• _Problem requirements_:
Rewrite every line from the one containing "Expected: one point per instance of the teucrium" through the end of the records, inclusive, with 38 added to each pixel coordinate and everything else left unchanged.
— begin —
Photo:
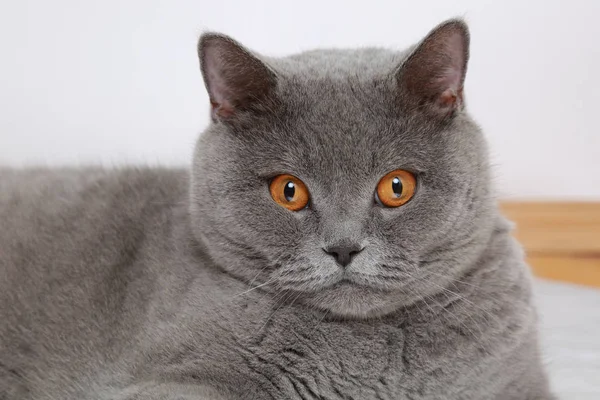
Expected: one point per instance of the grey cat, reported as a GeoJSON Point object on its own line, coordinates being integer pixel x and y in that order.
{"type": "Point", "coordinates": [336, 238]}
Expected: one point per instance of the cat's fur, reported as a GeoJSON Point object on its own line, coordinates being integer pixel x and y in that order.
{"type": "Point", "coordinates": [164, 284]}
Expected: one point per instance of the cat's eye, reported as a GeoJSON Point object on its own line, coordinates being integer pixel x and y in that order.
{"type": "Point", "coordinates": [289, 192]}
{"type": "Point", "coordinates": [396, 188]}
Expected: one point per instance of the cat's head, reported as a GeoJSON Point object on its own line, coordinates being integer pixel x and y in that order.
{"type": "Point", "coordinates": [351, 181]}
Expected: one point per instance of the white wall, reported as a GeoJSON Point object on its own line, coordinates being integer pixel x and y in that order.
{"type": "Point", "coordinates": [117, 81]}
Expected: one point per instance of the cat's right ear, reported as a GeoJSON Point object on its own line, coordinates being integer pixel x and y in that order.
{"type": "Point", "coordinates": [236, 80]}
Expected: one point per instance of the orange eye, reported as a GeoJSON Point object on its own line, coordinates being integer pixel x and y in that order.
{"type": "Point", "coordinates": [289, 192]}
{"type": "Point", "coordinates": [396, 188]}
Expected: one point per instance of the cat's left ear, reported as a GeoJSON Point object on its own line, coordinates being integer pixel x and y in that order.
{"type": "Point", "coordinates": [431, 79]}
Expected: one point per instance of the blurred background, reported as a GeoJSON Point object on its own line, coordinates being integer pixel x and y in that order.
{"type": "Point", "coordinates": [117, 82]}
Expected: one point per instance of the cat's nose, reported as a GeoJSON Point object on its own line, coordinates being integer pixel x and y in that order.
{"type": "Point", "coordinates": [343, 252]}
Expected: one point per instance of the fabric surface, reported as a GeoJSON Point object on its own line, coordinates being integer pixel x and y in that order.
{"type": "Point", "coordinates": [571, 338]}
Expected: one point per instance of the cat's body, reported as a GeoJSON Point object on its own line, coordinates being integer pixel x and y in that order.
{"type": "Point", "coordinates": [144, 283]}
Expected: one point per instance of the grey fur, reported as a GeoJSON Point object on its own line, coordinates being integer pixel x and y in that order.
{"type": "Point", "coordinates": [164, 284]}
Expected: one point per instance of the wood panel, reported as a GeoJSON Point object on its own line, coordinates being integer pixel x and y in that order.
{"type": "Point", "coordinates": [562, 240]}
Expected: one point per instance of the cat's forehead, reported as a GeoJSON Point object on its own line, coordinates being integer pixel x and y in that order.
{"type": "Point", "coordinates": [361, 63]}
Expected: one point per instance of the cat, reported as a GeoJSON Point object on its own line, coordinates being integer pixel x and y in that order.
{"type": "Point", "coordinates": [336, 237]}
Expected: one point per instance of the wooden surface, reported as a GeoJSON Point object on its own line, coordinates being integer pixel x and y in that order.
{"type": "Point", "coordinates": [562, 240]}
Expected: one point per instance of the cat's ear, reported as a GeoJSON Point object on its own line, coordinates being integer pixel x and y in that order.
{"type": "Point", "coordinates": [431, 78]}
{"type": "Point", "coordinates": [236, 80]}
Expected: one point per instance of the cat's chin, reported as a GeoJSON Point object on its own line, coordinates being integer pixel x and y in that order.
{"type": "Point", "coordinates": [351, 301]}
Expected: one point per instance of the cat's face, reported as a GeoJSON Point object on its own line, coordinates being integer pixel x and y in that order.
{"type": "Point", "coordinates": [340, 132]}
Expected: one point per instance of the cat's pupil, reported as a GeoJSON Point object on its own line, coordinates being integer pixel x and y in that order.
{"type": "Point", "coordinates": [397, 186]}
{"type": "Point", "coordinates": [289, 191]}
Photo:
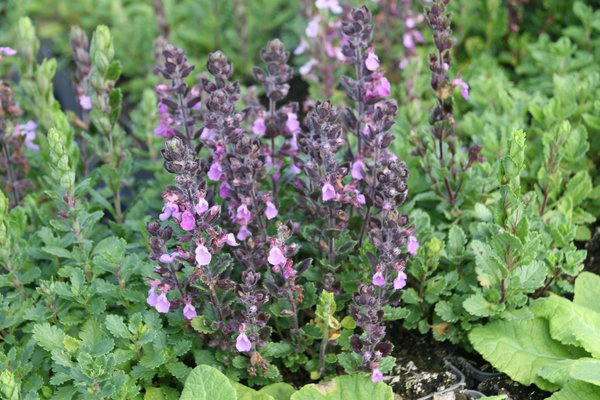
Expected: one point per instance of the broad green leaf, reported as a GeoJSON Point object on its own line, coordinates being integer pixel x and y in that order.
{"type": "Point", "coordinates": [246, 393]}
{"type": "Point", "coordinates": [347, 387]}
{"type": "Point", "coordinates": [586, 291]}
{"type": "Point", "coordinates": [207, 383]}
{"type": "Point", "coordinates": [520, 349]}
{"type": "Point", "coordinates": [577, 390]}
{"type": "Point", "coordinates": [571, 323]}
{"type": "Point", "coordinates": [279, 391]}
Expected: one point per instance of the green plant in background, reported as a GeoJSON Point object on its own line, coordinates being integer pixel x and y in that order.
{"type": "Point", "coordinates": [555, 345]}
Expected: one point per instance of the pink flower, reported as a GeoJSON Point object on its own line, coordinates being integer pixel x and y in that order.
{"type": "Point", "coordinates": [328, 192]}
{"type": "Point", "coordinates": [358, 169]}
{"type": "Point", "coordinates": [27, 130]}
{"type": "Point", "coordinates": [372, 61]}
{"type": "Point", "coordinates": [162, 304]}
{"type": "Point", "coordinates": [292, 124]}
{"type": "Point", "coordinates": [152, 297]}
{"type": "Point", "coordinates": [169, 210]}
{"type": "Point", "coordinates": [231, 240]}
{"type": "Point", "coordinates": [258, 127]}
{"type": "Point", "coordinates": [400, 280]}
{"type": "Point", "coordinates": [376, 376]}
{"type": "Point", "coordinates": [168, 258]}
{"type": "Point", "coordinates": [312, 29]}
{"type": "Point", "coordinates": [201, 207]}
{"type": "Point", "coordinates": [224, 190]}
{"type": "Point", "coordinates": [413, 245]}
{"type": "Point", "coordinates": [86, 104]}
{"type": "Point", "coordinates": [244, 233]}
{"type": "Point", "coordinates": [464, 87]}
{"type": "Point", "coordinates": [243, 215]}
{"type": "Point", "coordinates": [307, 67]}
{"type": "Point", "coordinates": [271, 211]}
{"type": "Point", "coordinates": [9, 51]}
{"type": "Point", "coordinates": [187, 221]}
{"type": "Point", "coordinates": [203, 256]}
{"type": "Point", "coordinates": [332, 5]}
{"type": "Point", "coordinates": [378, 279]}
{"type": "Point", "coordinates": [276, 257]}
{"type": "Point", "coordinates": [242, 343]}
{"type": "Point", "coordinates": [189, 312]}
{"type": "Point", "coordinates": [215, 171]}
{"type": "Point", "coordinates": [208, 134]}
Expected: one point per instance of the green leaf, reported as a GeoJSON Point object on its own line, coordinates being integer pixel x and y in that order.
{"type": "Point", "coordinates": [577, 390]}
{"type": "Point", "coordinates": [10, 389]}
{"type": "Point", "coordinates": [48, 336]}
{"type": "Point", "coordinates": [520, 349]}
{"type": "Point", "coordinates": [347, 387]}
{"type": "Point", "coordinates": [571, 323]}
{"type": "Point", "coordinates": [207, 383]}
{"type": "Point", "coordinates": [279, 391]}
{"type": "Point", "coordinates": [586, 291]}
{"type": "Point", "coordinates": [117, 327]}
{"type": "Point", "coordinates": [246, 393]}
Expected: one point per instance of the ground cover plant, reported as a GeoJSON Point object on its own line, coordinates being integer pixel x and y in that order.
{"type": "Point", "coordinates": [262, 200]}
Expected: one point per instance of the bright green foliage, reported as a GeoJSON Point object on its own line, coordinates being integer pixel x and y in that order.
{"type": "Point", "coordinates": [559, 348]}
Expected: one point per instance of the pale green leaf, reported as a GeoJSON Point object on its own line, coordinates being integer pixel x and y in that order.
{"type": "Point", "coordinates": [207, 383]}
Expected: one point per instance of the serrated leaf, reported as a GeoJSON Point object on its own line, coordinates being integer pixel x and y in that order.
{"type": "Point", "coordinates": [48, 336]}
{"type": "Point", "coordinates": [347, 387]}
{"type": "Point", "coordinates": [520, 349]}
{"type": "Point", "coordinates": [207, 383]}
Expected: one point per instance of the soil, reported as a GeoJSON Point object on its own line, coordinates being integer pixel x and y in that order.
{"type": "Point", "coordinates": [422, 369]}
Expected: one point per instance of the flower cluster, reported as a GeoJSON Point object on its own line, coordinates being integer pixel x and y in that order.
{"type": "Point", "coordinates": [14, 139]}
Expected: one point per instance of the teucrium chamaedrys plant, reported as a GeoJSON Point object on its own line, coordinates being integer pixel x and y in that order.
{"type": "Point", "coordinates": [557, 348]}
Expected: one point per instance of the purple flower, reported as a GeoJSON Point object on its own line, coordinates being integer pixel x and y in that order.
— end —
• _Result of this task_:
Expected: one point per instance of the teucrium chamaedrys plant, reported as a GeoJSON Point object on its own line, coordinates being integer pixel x and y in that order.
{"type": "Point", "coordinates": [595, 386]}
Expected: one point per instance of the purple flower, reported as a GeoJSON Point object on its own line, coordinates being integer pixel x and y in that order.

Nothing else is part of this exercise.